> **What to do**:
A: Copy from the Johannesburg excerpt the part that opens with the words containing "- Discover the" and closes with "Cradle of Humankind.".
B: According to the Johannesburg excerpt, in what year was Hector Pieterson shot?

> **Source extract**:
A fully fledged thriving community, Maboneng is home to Arts on Main, an industrial space that has been turned into a cultural oasis with art galleries and private studios. Arts on Main has a historic look and feel – it has retained its industrial aspect, with concrete-coloured walls and a metal fire escape that rises up to the second level of the building.
- Discover the city’s history
If time allows, there are many interesting half-day tours travellers can do in Johannesburg that will allow them to explore the city’s rich history, such as a visit to the Apartheid Museum or the Hector Pieterson Museum or a half-day visit to Maropeng and the Cradle of Humankind.
The Apartheid Museum offers visitors a daunting trip back in time. The museum was designed to resemble the hostile and difficult conditions that were experienced by numerous South Africans during the apartheid era. It offers a true but harsh and brutal look at the reality of apartheid, which is why children under the age of 11 are unable to visit the museum.
The Hector Pieterson Memorial and Museum is in Soweto, just a few blocks from where 12-year-old Hector Pieterson was shot in 1976 because he took part in a peaceful protest against the mandatory use of Afrikaans as the language of instruction in black secondary schools. The museum commemorates the role of the country’s students in the struggle against apartheid.

> **Source material**:
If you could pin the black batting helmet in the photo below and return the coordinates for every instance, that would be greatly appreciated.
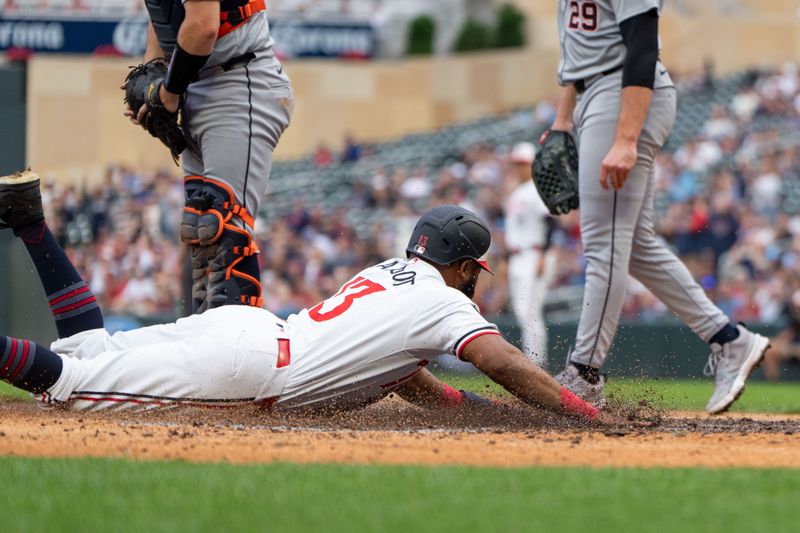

> **Responses per task**:
A:
- Discover the city’s history
If time allows, there are many interesting half-day tours travellers can do in Johannesburg that will allow them to explore the city’s rich history, such as a visit to the Apartheid Museum or the Hector Pieterson Museum or a half-day visit to Maropeng and the Cradle of Humankind.

B: 1976